### Stated exercise
Could you collect every line in the listing below that contains the string "shaped"?

[Point labels for objects]
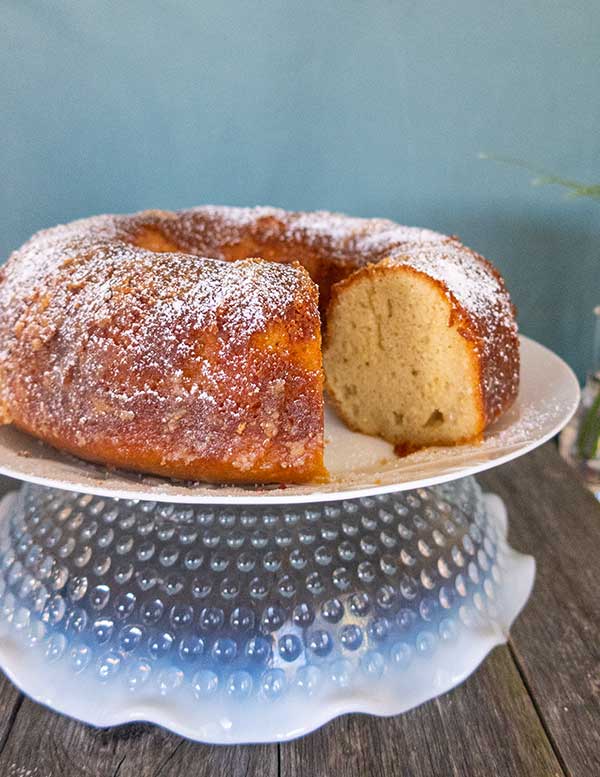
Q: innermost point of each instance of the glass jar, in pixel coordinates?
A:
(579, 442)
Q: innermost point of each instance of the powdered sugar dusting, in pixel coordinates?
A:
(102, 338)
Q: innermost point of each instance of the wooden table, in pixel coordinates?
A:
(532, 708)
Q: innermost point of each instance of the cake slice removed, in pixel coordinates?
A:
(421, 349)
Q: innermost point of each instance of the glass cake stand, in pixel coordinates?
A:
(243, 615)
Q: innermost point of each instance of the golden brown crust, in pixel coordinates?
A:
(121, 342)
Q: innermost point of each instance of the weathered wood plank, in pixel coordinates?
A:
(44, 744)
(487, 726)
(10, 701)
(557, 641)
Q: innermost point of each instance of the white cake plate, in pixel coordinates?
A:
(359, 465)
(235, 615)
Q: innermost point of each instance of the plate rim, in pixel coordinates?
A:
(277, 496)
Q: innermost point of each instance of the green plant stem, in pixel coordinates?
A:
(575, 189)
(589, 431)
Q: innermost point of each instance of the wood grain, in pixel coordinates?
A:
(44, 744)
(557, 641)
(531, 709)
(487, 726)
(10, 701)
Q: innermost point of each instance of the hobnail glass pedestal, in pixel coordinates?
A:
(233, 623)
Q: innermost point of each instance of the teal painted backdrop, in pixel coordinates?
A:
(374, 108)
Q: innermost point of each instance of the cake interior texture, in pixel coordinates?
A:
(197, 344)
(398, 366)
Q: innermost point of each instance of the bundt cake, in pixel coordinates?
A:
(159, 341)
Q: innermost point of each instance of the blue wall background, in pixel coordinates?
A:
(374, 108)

==

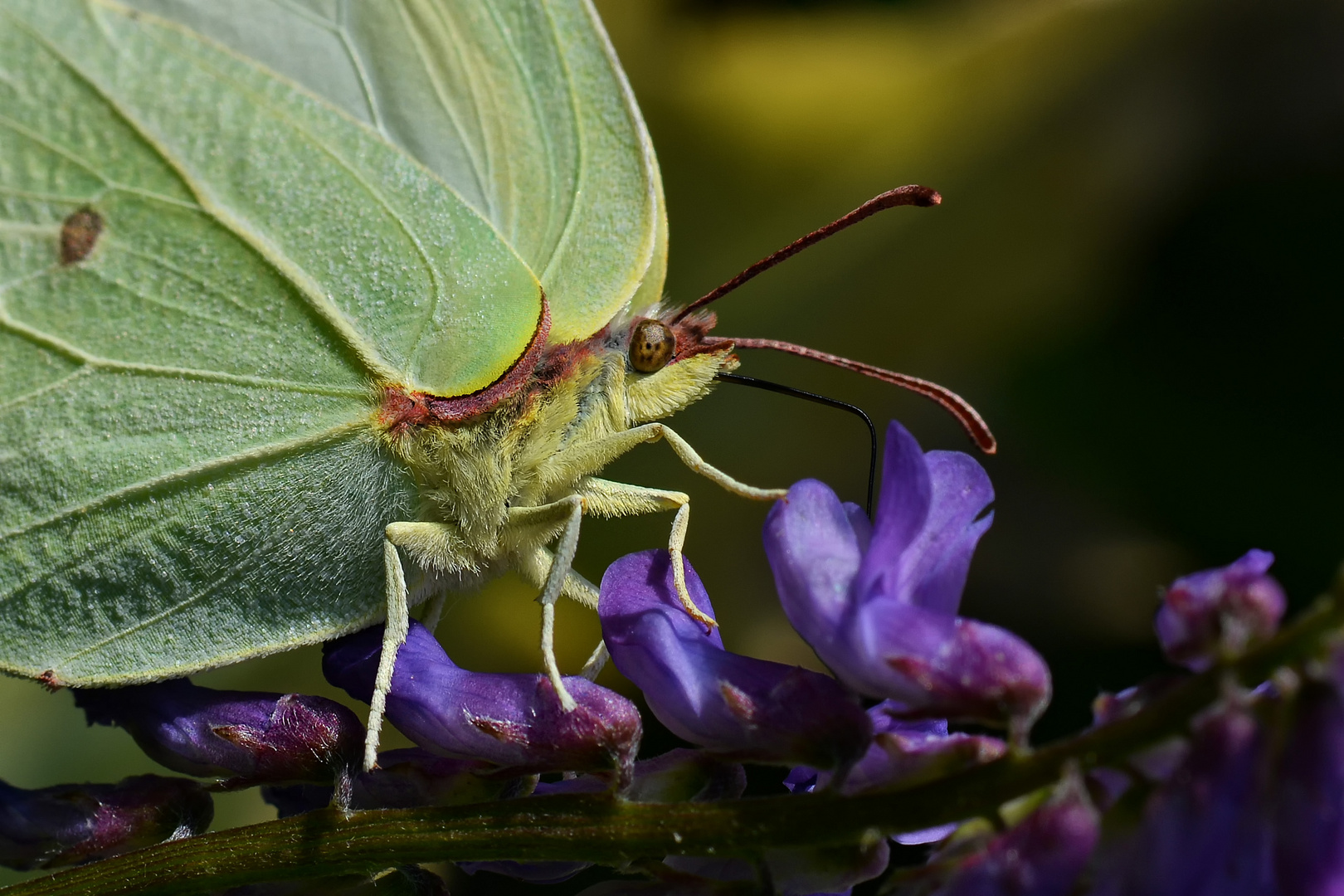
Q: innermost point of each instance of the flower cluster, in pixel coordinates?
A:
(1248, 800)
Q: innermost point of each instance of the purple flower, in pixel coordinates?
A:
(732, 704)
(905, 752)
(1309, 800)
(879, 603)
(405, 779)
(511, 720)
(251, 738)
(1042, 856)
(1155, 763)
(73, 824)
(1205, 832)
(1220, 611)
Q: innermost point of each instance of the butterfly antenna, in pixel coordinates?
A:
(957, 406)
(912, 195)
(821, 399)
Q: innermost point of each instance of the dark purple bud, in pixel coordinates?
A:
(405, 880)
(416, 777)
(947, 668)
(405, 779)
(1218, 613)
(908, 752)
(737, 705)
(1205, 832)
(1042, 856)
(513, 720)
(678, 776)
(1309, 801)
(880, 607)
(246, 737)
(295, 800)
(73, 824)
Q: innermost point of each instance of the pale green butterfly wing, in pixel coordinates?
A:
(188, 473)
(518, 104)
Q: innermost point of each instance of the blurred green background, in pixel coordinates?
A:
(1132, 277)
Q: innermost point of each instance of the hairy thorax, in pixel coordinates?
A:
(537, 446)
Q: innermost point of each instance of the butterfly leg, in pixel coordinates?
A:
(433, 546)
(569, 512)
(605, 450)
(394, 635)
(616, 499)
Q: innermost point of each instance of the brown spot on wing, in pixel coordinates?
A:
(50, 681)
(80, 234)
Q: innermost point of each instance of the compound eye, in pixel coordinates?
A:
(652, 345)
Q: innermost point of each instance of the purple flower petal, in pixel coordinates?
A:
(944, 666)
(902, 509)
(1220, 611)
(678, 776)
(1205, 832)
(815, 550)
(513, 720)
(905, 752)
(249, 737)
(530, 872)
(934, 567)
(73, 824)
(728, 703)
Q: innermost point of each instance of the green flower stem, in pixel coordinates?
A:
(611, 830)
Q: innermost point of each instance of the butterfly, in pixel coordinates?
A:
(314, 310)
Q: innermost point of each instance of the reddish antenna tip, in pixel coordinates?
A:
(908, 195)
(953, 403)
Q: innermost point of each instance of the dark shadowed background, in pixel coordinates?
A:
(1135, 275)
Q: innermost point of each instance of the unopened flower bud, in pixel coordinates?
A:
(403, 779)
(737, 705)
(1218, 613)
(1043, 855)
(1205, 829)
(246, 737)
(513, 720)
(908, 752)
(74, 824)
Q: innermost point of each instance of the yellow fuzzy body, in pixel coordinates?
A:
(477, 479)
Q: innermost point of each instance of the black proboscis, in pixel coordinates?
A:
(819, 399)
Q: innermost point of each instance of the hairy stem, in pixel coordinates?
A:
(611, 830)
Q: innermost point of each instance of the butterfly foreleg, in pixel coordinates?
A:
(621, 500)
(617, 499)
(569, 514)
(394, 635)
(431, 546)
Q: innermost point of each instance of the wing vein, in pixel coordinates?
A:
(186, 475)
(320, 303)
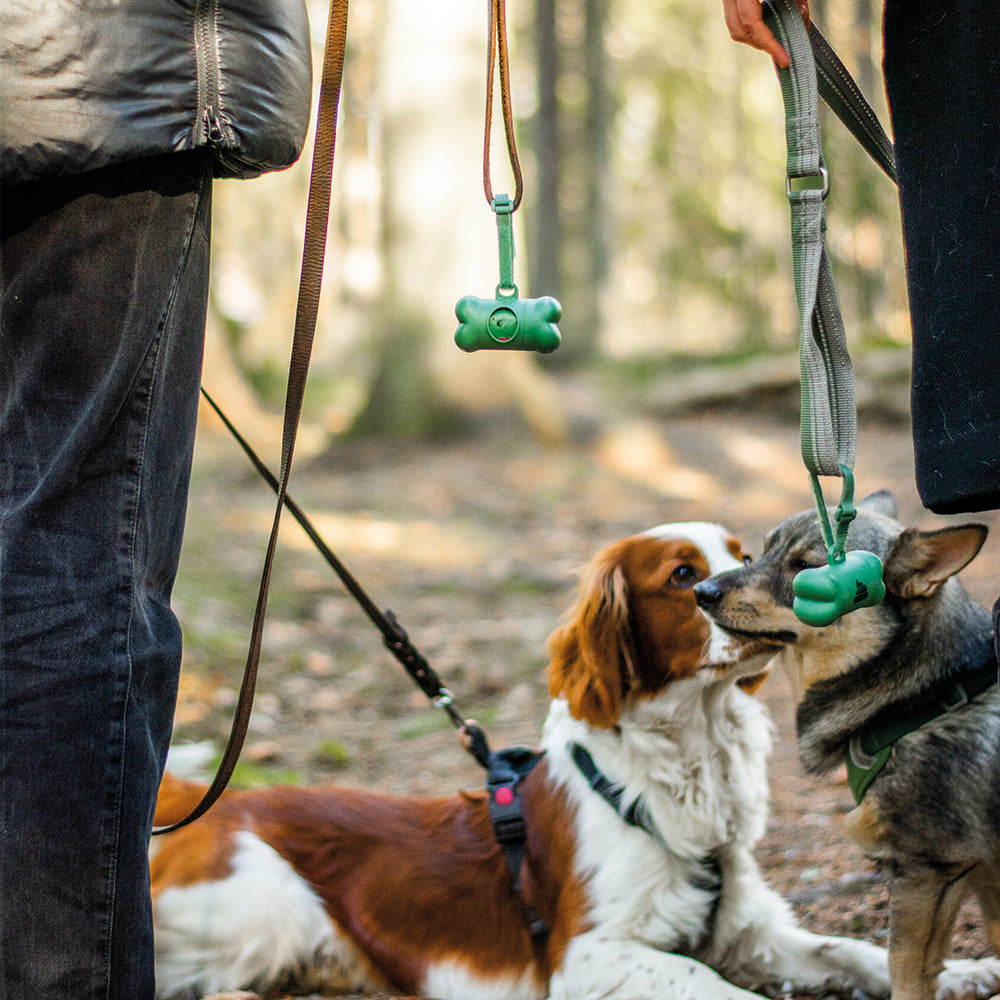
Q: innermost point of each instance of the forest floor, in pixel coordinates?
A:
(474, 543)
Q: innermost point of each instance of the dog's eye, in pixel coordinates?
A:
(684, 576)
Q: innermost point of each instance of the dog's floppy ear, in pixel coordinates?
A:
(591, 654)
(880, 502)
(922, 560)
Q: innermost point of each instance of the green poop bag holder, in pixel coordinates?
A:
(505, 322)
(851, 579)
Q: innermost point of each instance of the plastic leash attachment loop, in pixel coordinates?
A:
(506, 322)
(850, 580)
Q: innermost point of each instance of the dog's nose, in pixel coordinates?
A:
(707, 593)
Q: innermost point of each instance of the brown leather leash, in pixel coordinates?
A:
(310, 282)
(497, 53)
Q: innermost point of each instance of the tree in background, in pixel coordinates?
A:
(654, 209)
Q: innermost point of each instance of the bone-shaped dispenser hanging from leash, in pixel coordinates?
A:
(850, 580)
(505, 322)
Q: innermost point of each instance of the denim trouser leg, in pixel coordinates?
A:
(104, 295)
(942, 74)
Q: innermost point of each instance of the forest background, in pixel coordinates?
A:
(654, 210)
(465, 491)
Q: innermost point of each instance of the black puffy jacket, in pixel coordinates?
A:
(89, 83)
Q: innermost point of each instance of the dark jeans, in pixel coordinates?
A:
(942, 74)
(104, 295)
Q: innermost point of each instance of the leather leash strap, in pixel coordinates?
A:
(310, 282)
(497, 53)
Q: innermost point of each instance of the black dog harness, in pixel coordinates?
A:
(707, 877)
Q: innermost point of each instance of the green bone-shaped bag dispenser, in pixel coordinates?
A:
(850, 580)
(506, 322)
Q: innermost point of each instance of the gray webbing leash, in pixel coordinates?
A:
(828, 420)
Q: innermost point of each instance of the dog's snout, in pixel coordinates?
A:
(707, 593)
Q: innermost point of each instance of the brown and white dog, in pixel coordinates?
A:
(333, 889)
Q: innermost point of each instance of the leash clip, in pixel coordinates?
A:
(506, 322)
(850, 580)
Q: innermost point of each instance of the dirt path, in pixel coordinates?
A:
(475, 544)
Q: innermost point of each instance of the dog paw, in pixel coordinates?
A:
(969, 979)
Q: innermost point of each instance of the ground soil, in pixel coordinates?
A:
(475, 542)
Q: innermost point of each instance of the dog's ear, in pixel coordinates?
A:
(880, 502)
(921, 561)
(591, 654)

### Output of the task
Q: innermost point of each instance of the bone-shaped dispenser hanging from leash, in pixel coordinates?
Q: innermost point of each instance of the green bone-shaped bag dispenser, in pixel coordinates?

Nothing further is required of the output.